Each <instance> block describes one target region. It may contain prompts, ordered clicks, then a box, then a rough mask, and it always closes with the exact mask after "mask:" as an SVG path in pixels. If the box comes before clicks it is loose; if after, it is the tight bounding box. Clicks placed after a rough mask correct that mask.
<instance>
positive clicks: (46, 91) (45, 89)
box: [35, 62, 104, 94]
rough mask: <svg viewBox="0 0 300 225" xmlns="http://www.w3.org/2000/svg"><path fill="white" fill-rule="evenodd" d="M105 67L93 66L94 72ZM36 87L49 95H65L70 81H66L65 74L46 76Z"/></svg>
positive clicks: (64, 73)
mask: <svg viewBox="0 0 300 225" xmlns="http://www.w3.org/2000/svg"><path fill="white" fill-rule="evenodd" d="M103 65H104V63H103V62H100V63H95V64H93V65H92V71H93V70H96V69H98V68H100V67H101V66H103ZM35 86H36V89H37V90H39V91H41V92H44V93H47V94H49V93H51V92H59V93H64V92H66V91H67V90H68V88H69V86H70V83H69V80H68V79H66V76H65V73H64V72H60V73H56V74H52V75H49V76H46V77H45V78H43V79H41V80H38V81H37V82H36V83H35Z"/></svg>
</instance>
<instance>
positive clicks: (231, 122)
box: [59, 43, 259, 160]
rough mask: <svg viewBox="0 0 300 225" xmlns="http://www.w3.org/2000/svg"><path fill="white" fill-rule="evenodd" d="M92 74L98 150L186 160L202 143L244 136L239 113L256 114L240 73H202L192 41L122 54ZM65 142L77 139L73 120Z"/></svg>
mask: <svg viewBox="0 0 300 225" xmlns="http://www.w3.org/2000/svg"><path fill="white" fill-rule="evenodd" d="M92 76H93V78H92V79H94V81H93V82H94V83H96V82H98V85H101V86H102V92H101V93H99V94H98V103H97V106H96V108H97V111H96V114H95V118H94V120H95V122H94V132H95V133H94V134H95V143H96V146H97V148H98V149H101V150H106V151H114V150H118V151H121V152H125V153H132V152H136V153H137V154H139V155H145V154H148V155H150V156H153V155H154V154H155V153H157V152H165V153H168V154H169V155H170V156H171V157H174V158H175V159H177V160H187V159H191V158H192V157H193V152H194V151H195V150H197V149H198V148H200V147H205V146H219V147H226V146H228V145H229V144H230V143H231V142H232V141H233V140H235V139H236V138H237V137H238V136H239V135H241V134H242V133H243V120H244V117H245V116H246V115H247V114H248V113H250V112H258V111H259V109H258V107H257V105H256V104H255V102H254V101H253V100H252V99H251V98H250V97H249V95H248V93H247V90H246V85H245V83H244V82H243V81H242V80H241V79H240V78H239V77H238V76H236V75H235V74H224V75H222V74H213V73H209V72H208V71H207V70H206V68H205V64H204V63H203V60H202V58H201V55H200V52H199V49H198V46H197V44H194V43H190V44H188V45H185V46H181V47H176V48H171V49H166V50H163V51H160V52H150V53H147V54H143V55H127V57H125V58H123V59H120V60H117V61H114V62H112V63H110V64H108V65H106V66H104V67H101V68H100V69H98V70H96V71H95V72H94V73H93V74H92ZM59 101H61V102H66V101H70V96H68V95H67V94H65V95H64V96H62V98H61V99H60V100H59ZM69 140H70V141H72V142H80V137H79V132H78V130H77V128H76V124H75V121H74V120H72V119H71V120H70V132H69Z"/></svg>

§ §

**Work request:**
Report the number of lines above containing the string "instance" as your sole answer.

**Response to this task:**
4